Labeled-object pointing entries
════════════════════
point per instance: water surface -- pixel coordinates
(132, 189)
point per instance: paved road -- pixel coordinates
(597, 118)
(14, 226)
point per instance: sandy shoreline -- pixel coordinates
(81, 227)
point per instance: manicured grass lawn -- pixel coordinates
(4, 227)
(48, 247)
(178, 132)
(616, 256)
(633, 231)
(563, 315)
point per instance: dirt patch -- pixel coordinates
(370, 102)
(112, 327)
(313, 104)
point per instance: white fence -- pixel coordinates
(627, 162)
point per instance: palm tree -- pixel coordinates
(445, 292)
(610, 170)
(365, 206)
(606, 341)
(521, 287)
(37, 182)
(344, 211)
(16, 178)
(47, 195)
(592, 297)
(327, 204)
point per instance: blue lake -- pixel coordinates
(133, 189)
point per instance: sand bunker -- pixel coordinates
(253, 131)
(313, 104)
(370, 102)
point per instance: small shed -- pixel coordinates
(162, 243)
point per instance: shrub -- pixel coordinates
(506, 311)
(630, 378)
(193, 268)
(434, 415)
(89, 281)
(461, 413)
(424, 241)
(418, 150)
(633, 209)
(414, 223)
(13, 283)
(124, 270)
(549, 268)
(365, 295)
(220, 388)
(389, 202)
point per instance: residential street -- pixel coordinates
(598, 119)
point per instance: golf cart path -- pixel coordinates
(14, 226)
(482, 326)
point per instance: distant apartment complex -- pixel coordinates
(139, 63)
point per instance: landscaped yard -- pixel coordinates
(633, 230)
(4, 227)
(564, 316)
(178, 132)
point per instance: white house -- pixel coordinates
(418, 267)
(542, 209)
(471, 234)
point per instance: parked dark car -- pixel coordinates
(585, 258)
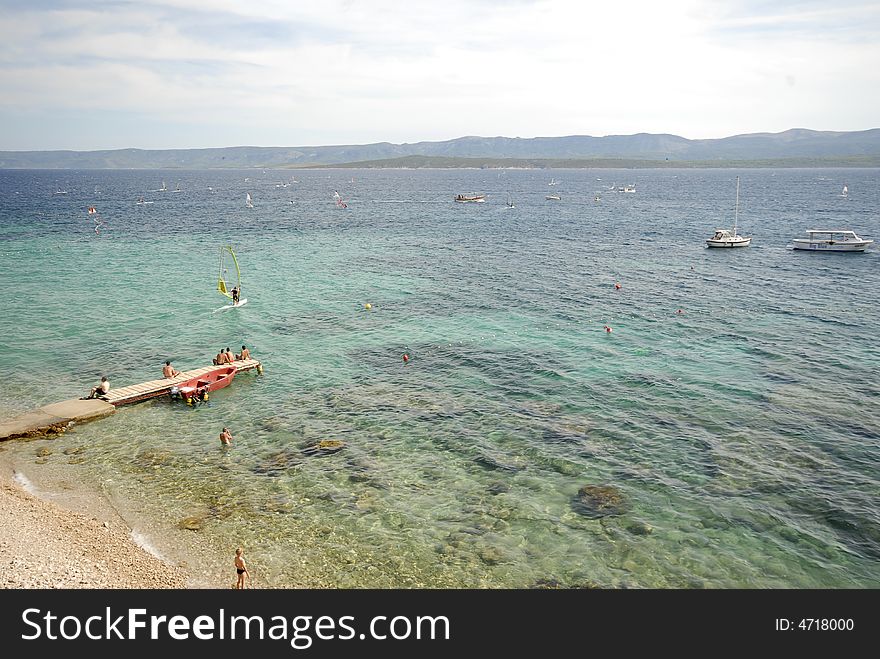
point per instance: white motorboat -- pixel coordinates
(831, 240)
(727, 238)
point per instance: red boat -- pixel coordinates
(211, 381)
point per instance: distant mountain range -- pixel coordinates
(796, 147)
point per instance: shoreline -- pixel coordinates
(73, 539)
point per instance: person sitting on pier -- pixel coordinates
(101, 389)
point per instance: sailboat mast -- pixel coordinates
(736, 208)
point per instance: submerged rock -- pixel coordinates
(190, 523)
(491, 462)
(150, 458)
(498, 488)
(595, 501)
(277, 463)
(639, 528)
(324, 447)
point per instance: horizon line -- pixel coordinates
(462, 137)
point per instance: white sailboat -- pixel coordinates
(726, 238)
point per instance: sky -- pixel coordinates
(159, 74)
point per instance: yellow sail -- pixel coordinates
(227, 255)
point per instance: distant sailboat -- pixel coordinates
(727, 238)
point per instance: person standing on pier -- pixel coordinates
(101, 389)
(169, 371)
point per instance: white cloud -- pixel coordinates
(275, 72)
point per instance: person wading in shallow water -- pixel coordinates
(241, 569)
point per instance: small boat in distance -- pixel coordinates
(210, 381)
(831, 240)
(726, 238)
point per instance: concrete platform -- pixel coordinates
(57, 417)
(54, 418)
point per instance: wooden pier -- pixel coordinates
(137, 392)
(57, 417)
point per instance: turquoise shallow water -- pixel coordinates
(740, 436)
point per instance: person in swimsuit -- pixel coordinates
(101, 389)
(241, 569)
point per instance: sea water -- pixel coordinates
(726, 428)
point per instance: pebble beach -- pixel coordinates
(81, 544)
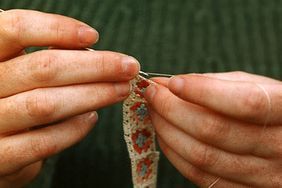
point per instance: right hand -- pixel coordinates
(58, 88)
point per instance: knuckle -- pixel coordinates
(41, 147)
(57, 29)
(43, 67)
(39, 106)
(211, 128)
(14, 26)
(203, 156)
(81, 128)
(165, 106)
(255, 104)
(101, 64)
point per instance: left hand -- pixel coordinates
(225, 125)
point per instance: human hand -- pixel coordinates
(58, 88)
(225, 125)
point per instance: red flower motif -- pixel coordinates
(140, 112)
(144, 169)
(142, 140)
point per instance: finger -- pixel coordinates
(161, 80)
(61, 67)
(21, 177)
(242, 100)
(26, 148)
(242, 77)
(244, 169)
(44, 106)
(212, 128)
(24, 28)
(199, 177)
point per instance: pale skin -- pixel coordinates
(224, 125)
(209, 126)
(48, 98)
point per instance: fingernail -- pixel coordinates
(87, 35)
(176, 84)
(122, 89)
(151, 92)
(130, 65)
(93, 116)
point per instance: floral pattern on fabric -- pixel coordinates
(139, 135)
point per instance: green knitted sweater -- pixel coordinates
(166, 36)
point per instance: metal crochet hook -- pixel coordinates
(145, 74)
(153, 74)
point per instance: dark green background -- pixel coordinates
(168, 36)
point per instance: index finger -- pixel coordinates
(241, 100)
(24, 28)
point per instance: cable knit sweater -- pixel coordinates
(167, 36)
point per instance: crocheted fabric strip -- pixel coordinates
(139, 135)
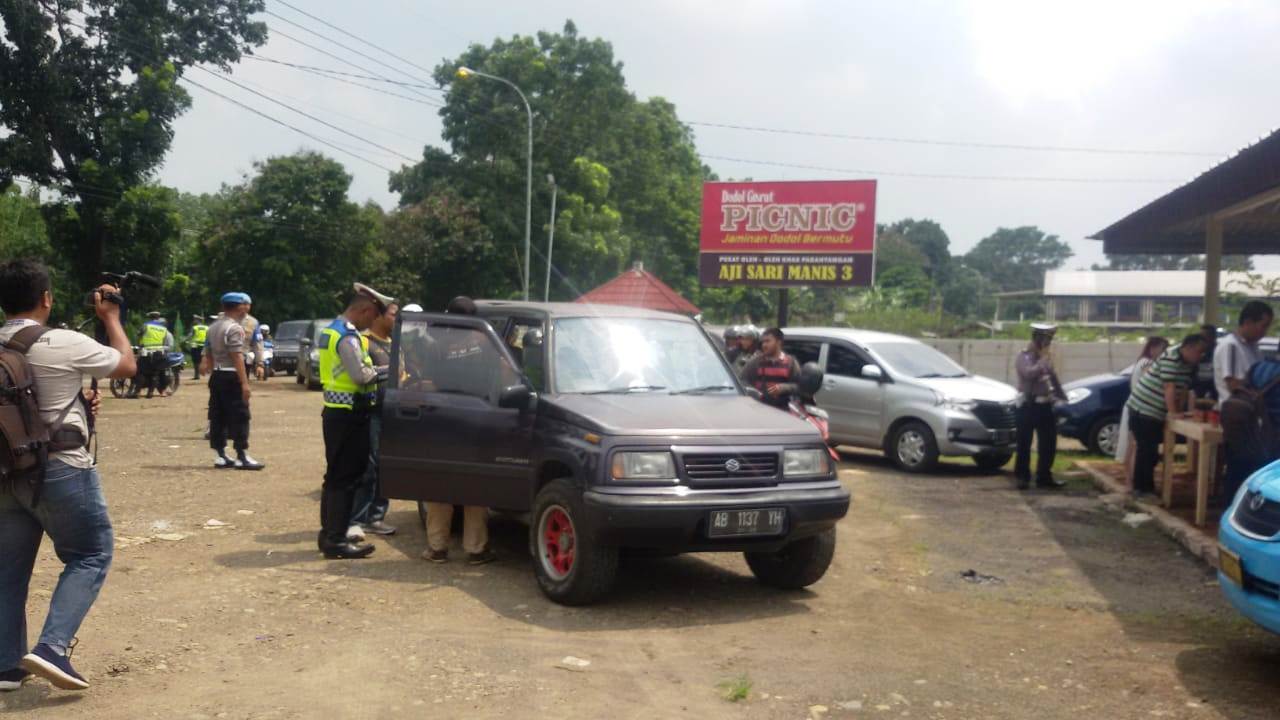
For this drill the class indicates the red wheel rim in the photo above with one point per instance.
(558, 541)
════════════════════
Repeat all the records above exactly, leaving out any pictures.

▸ Response to this exercise
point per instance: water surface -- pixel coordinates
(132, 189)
point per instance: paved road -- pixel coordinates
(597, 118)
(14, 226)
point per instance: sandy shoreline -- pixel coordinates
(81, 227)
point per instance: manicured grass lawn -- pixel coordinates
(4, 227)
(48, 247)
(178, 132)
(616, 256)
(633, 231)
(563, 315)
point per instance: dirt patch -- pixel coordinates
(370, 102)
(112, 327)
(313, 104)
point per instance: white fence -- pixel coordinates
(627, 162)
point per instance: palm tree -- pixel coordinates
(445, 292)
(610, 170)
(365, 206)
(606, 341)
(521, 287)
(37, 182)
(344, 211)
(16, 178)
(47, 195)
(592, 297)
(327, 204)
point per instance: blue lake -- pixel coordinates
(133, 189)
point per instance: sand bunker -- pixel coordinates
(253, 131)
(313, 104)
(370, 102)
point per instance: small shed -- pixel coordinates
(162, 243)
point per instance: shrub -- pixel coordinates
(506, 311)
(630, 378)
(193, 268)
(434, 415)
(89, 281)
(461, 413)
(424, 241)
(418, 150)
(633, 209)
(414, 223)
(13, 283)
(124, 270)
(549, 268)
(365, 295)
(220, 388)
(389, 202)
point per instance: residential street -- pixel coordinates
(598, 119)
point per instance: golf cart path -- pixel coordinates
(14, 226)
(482, 326)
point per instance: distant apartment complex -- pixel coordinates
(139, 63)
point per instance: landscaped yard -- pixel coordinates
(633, 230)
(4, 227)
(564, 316)
(178, 132)
point per instance: white house -- pixel coordinates
(418, 267)
(542, 209)
(471, 234)
point per instance: parked dark car -- pixel coordinates
(585, 258)
point per instance: white motorboat -- pixel coordinates
(831, 240)
(727, 238)
point per instance: red boat -- pixel coordinates
(211, 381)
point per instance: distant mountain range -- pixel coordinates
(796, 147)
point per instance: shoreline -- pixel coordinates
(73, 539)
point per instance: person sitting on pier -- pixel coordinates
(101, 389)
point per instance: sailboat mast -- pixel coordinates
(736, 208)
point per instance: submerged rock -- pixel coordinates
(190, 523)
(491, 462)
(150, 458)
(498, 488)
(595, 501)
(277, 463)
(639, 528)
(324, 447)
point per instance: horizon line -- pixel coordinates
(462, 137)
point per instance: white sailboat -- pixel coordinates
(726, 238)
point per instance: sky -- pixel coordinates
(159, 74)
point per instance: yellow sail -- pixel coordinates
(227, 255)
point per instance: distant sailboat -- pixel coordinates
(727, 238)
point per instance: person standing on pier -- pixel coordinates
(101, 389)
(169, 371)
point per instance: white cloud -- pixel coordinates
(275, 72)
point per instance: person wading in shallow water -- pixel coordinates
(241, 569)
point per instance: small boat in distance -- pixel coordinates
(210, 381)
(831, 240)
(726, 238)
point per instance: concrete platform -- pixel coordinates
(57, 417)
(54, 418)
point per instance: wooden pier -- pixel coordinates
(137, 392)
(57, 417)
point per instance: turquoise shallow water -- pixel coordinates
(740, 436)
point per instance: person in swimsuit -- pixel coordinates
(101, 389)
(241, 569)
point per instance: sea water -- pixel coordinates
(726, 428)
point per instance: pebble beach -- pixel coordinates
(81, 544)
point per instance: right hand -- pixel coordinates
(58, 88)
point per instance: knuckle -- pixel coordinates
(41, 147)
(57, 29)
(43, 67)
(39, 106)
(211, 128)
(14, 26)
(203, 156)
(81, 128)
(165, 106)
(255, 104)
(101, 64)
point per instance: left hand -- pixel coordinates
(225, 125)
point per instance: human hand -- pixel coordinates
(58, 88)
(225, 125)
point per instance: red flower motif -- pixel coordinates
(140, 112)
(144, 169)
(142, 140)
point per instance: finger -- pixel coordinates
(161, 80)
(61, 67)
(21, 177)
(242, 100)
(26, 148)
(242, 77)
(244, 169)
(44, 106)
(212, 128)
(24, 28)
(199, 177)
point per instance: pale skin -- pixel coordinates
(224, 125)
(209, 126)
(48, 98)
point per instance: fingernail -- pixel coordinates
(87, 35)
(176, 84)
(122, 89)
(151, 92)
(130, 65)
(93, 116)
point per instance: floral pattern on fabric -- pixel coordinates
(139, 135)
point per instance: green knitted sweater -- pixel coordinates
(166, 36)
point per instance: metal crochet hook -- pixel coordinates
(145, 74)
(153, 74)
point per instance: dark green background -- pixel coordinates
(168, 36)
point per instance: index finger -- pixel coordinates
(241, 100)
(24, 28)
point per instance: cable knit sweater -- pixel coordinates
(167, 36)
point per instance: crocheted fabric strip -- pixel coordinates
(139, 135)
For this drill the class indicates the red wheel rim in the photo above with one point per instance.
(558, 541)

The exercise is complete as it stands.